#### [Texto fornecido]
—————
Advogado do ex-presidente foi filmado tentando fazer com que mercenários de extrema-direita mudassem depoimentos para ocultar crimes do governo uribista. “Álvaro Uribe Vélez sabia quão ilícitas eram suas ações”, afirmou a juíza
O ex-presidente colombiano Álvaro Uribe foi declarado culpado nesta segunda-feira (28) por “suborno e corrupção” de três paramilitares na tentativa de evitar que o vinculassem aos crimes promovidos por seu governo. Ao longo do conflito armado, esses grupos mercenários de extrema direita atuaram com o suporte do exército estadunidense e torturaram, desapareceram e assassinaram mais de 200 mil oposicionistas.
“O suborno foi comprovado”, afirmou a juíza Sandra Heredia, responsável pelo caso, após 475 dias de julgamento, provocando uma enorme comemoração do lado de fora do tribunal. “Uribe paraco!” (paramilitar), entoaram os manifestantes, que ergueram faixas e cartazes acusando o ex-presidente.
—————
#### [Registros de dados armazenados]
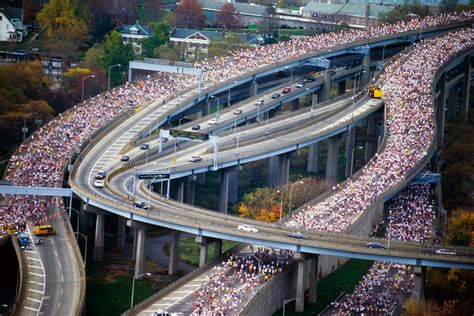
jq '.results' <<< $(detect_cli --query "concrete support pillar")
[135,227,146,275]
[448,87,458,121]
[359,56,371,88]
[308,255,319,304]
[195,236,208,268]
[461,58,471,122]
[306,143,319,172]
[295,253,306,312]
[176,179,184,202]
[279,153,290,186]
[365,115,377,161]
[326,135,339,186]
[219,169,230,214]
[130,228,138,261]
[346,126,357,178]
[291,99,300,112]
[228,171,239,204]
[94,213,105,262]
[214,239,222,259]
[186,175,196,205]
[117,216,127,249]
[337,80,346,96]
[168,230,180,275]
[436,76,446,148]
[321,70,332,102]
—————
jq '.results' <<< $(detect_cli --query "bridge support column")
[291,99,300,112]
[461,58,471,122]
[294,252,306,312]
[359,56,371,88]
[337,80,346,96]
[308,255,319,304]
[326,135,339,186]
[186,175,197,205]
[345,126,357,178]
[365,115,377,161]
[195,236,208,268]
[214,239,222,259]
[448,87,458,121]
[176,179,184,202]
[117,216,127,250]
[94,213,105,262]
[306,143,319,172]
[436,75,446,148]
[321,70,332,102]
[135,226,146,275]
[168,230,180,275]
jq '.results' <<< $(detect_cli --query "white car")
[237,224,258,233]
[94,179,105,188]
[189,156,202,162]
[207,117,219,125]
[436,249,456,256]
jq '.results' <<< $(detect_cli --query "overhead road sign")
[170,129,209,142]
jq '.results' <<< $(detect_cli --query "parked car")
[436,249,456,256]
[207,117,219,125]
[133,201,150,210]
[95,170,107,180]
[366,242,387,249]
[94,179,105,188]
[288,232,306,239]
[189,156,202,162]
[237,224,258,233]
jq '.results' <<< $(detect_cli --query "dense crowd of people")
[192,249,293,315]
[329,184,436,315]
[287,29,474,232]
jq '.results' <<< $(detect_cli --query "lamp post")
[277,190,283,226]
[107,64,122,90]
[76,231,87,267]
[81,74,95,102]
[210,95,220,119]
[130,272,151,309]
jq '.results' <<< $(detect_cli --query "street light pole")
—————
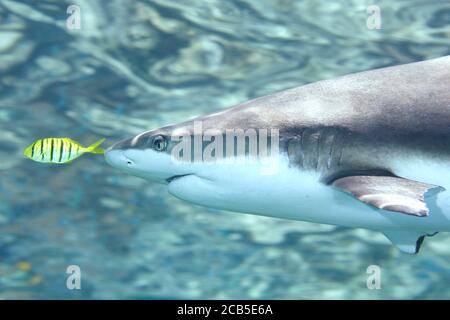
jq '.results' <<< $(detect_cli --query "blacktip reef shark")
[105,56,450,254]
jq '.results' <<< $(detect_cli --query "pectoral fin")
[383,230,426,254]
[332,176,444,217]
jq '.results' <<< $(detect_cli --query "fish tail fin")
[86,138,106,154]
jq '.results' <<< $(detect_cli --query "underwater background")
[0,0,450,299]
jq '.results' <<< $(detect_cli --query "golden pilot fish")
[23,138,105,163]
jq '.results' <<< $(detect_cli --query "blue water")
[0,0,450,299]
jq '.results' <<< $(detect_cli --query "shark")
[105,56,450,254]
—————
#### [Conjunto de tarefas]
1. Reescreva de forma mais curta o parágrafo da notícia sobre a condenação de Uribe que começa com “O ex-presidente colombiano Álvaro Uribe”, preservando seus fatos principais.
2. Prossiga a notícia sobre a condenação de Uribe a partir do ponto em que ela termina.

#### [Resultados do exercício]
1. Álvaro Uribe, ex-presidente da Colômbia, foi condenado nesta segunda-feira (28) por suborno e corrupção de três paramilitares, para evitar que o ligassem aos crimes de seu governo. Durante o conflito armado, esses grupos mercenários de extrema direita, com apoio do exército estadunidense, torturaram, desapareceram e assassinaram mais de 200 mil oposicionistas.

2.
De acordo com a juíza, “o senhor Álvaro Uribe Vélez sabia quão ilícitas eram suas ações”. Entre outros atropelos à legalidade, o ex-presidente (2002-2010) cometeu fraude processual, podendo ser condenado a até 12 anos de prisão. A sentença será anunciada na próxima sexta-feira (1).
GRUPO PARAMILITAR FORMADO POR LATIFUNDIÁRIOS E NARCOS
Um paramilitar condenado foi testemunha no julgamento e reconheceu que Uribe e seu irmão Santiago participaram da criação de um grupo terrorista conhecido como Bloque Metro no departamento (Estado) de Antióquia, formado majoritariamente por latifundiários e narcotraficantes.
Em seu depoimento, o paramilitar contou que um dos advogados de Uribe sempre o pressionava nas visitas à prisão para que alterasse sua versão dos fatos e tentou suborná-lo. As principais provas foram uma reunião do advogado de Uribe com esse paramilitar, gravada com uma câmera instalada em um “relógio espião”, informou a juíza, além de interceptações telefônicas do ex-presidente. O advogado é réu em outro julgamento.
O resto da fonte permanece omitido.